■ **WORK REQUIRED**
Please copy the records below word for word, from their first line through the line that contains "2,15 -> 142,96", including both of those lines.

■ **EXTRACTED INFORMATION**
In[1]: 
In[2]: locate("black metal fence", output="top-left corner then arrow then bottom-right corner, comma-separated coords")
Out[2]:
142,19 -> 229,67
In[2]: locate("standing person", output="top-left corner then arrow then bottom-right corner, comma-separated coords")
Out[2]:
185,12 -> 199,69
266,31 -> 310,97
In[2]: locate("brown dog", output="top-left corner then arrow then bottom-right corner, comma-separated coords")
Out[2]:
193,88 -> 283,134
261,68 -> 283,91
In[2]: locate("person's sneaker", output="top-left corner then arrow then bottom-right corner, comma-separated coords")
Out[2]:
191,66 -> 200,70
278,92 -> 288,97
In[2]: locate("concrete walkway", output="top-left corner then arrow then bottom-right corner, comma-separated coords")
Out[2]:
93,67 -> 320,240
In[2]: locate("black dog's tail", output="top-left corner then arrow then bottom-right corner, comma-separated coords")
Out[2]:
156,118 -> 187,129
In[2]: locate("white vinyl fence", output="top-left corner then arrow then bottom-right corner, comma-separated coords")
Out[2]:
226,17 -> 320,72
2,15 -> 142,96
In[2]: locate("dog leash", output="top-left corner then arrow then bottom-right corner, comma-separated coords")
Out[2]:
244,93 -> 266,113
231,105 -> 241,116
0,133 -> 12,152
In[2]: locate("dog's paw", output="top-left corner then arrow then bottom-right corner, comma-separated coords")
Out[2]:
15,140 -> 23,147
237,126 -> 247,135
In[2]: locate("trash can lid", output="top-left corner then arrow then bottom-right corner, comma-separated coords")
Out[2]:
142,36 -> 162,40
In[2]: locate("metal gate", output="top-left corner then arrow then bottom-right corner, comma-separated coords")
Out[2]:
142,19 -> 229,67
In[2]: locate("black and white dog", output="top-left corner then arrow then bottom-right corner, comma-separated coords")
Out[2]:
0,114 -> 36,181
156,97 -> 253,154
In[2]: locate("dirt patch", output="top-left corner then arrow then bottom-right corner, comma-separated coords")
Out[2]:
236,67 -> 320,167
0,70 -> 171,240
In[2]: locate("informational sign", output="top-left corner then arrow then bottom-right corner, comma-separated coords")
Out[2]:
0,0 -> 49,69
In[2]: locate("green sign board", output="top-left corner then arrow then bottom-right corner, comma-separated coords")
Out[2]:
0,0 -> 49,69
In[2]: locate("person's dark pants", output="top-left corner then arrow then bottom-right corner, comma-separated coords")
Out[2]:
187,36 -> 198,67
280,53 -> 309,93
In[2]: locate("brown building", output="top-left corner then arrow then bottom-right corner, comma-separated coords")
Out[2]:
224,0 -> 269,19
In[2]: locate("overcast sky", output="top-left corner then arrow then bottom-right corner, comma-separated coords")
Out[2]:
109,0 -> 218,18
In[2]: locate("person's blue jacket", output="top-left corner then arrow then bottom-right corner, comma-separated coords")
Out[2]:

■ **RESULT**
In[1]: 
In[2]: locate("black metal fence", output="top-left corner then arrow then bottom-right corner, comma-separated coords")
Out[2]:
142,19 -> 229,67
In[2]: locate("standing person", output="top-left corner then arrow then bottom-right corner, comma-separated coords")
Out[2]:
185,12 -> 199,69
266,31 -> 310,97
In[2]: locate("brown dog", output="top-left corner then arrow then bottom-right corner, comma-separated coords")
Out[2]:
193,88 -> 283,134
261,68 -> 283,91
In[2]: locate("person's sneaker", output="top-left corner then arrow then bottom-right corner, comma-separated coords")
Out[2]:
191,66 -> 200,70
278,92 -> 288,97
In[2]: locate("concrete walkway", output="top-left corner then arrow then bottom-right corner, comma-separated coords")
Out[2]:
93,67 -> 320,240
In[2]: locate("black dog's tail", output="top-left corner then arrow then bottom-right corner, comma-separated coords")
Out[2]:
156,118 -> 187,129
In[2]: locate("white vinyl fence", output="top-left corner then arrow then bottom-right corner, comma-separated coords")
Out[2]:
226,17 -> 320,72
2,15 -> 142,96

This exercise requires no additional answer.